The Trust has no officers, directors or employees. The Trust and Trustee rely solely on receiving accurate information, reports and other representations from Torch and other service providers to the Trust. In executing and submitting this report on behalf of the Trust and with respect to David A. Vanaskey in executing the certifications relating to this report, the Trustee and David A. Vanaskey have relied upon the accuracy of such reports, information and representations.

The Trust received the affirmative vote of the Unitholders of more than 66 2/3% of the outstanding Units to terminate the Trust at the meeting of Unitholders held on January 29, 2008 (the “Termination Date”). Upon termination of the Trust, among other things, the Trustee is required to sell the Net Profits Interests. Specifically, pursuant to Section 9.03(e) of the Trust Agreement if the property of the Trust Estate (as defined in the Trust Agreement) has not been sold prior to the end of one calendar year following the termination date, the Trustee, thereafter, must cause such assets to be sold at public auction. See Note 5 of the Trust’s accompanying financial statements for additional information concerning the liquidation of the Trust’s Net Profits Interests.
########################################
# WRITTEN EXERCISE 1:
In the trust report excerpt, on what date was the Unitholders' meeting that voted to terminate the Trust held?
# WRITTEN EXERCISE 2:
From the trust report excerpt, extract the passage from "The Trust has" to "information and representations.".
# WRITTEN EXERCISE 3:
Does the trust report excerpt support each statement? (a) The Trust has its own employees. (b) Upon termination, the Trustee must sell the Net Profits Interests. (c) Trust Estate property still unsold one calendar year after the termination date must be sold at public auction.

# SUPPLIED INFORMATION:
########################################
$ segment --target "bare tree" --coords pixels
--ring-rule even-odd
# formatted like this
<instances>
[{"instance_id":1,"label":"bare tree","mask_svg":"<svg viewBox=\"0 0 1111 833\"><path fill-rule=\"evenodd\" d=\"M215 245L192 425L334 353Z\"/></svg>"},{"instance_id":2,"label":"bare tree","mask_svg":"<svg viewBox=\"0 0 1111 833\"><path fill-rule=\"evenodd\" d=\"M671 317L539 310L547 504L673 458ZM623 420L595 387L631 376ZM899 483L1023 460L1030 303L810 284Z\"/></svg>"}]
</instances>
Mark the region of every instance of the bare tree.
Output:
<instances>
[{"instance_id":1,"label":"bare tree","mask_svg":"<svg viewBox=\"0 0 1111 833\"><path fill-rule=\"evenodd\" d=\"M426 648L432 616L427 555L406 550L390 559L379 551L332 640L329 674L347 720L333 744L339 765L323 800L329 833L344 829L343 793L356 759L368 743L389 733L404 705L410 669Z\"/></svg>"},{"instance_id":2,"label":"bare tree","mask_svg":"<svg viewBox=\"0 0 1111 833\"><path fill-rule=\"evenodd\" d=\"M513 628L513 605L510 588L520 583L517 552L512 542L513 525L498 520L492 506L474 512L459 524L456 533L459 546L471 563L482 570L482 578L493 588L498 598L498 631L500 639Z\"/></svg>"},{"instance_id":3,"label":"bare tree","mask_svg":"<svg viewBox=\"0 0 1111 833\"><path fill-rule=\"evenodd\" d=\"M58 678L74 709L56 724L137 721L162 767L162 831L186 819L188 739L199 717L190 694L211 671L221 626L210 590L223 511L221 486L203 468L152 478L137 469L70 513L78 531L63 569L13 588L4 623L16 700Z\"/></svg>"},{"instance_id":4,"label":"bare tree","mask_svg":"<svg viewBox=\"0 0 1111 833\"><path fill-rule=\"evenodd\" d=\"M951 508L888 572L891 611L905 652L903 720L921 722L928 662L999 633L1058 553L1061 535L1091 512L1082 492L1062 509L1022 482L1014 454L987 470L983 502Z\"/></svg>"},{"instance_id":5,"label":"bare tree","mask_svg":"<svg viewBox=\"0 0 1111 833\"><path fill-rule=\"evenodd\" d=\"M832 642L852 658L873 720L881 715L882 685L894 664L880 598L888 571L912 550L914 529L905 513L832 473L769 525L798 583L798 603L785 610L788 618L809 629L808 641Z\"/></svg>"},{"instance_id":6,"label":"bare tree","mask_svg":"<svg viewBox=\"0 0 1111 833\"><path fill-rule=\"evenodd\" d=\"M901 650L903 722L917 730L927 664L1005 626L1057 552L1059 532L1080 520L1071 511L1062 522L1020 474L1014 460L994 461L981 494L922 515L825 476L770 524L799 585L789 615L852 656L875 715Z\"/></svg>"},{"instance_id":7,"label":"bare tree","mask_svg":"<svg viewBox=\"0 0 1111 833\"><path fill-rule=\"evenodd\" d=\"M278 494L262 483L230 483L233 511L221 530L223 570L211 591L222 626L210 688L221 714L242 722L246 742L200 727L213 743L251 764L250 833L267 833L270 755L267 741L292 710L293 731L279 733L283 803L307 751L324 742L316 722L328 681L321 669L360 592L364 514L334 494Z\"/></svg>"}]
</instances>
########################################
# EXERCISE SOLUTION 1:
January 29, 2008

# EXERCISE SOLUTION 2:
The Trust has no officers, directors or employees. The Trust and Trustee rely solely on receiving accurate information, reports and other representations from Torch and other service providers to the Trust. In executing and submitting this report on behalf of the Trust and with respect to David A. Vanaskey in executing the certifications relating to this report, the Trustee and David A. Vanaskey have relied upon the accuracy of such reports, information and representations.

# EXERCISE SOLUTION 3:
(a) No: "The Trust has no officers, directors or employees."
(b) Yes: "Upon termination of the Trust, among other things, the Trustee is required to sell the Net Profits Interests."
(c) Yes: "if the property of the Trust Estate (as defined in the Trust Agreement) has not been sold prior to the end of one calendar year following the termination date, the Trustee, thereafter, must cause such assets to be sold at public auction"